> [Shape annotation entries]

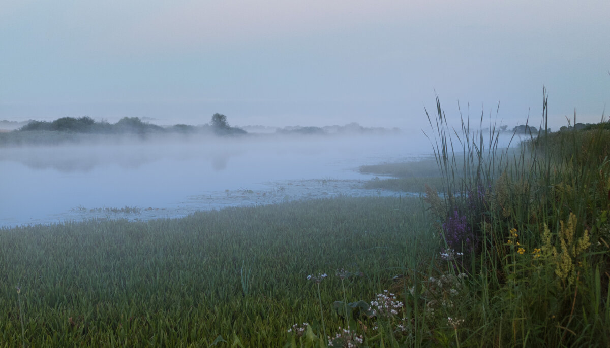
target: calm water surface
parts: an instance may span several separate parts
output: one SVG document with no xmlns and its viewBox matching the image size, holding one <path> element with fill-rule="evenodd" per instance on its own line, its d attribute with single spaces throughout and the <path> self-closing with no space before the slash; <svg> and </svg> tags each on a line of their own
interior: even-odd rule
<svg viewBox="0 0 610 348">
<path fill-rule="evenodd" d="M 350 195 L 360 165 L 412 161 L 423 136 L 282 136 L 0 148 L 0 226 L 148 219 L 197 210 Z M 403 193 L 404 195 L 404 193 Z M 138 214 L 105 208 L 138 207 Z"/>
</svg>

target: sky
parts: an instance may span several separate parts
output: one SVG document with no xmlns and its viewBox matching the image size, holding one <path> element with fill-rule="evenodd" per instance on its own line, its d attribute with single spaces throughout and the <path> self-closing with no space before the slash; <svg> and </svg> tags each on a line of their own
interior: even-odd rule
<svg viewBox="0 0 610 348">
<path fill-rule="evenodd" d="M 556 129 L 608 113 L 609 43 L 608 0 L 0 0 L 0 120 L 512 127 L 545 88 Z"/>
</svg>

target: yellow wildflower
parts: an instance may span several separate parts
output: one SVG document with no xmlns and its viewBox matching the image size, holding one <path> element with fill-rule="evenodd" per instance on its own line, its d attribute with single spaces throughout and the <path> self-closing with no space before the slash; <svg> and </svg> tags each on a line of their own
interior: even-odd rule
<svg viewBox="0 0 610 348">
<path fill-rule="evenodd" d="M 540 256 L 540 252 L 542 250 L 539 248 L 534 248 L 534 251 L 532 251 L 532 254 L 534 255 L 534 259 L 537 259 Z"/>
</svg>

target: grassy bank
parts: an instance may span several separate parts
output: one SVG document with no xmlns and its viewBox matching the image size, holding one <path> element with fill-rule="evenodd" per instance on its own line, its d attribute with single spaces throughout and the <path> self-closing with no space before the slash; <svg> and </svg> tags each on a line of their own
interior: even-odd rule
<svg viewBox="0 0 610 348">
<path fill-rule="evenodd" d="M 219 336 L 282 346 L 295 323 L 321 332 L 317 284 L 306 278 L 325 273 L 334 334 L 345 327 L 335 301 L 370 301 L 430 259 L 415 248 L 437 245 L 428 220 L 417 199 L 340 198 L 0 230 L 0 346 L 207 347 Z M 341 268 L 354 274 L 345 294 Z M 375 320 L 362 319 L 373 344 Z"/>
<path fill-rule="evenodd" d="M 0 347 L 610 346 L 610 130 L 437 111 L 442 197 L 0 231 Z"/>
</svg>

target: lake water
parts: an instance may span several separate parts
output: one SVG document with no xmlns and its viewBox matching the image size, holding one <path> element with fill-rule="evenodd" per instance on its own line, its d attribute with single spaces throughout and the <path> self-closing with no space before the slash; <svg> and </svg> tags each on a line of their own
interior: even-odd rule
<svg viewBox="0 0 610 348">
<path fill-rule="evenodd" d="M 0 226 L 178 217 L 337 195 L 398 195 L 362 189 L 372 176 L 358 167 L 431 151 L 423 135 L 405 134 L 193 137 L 0 148 Z M 139 209 L 113 209 L 125 207 Z"/>
</svg>

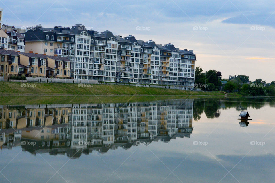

> [Task details]
Please pull out each line of the entries above that contains the word "water", matching its case exactly.

> [Answer to this problem]
target: calm water surface
target: lake water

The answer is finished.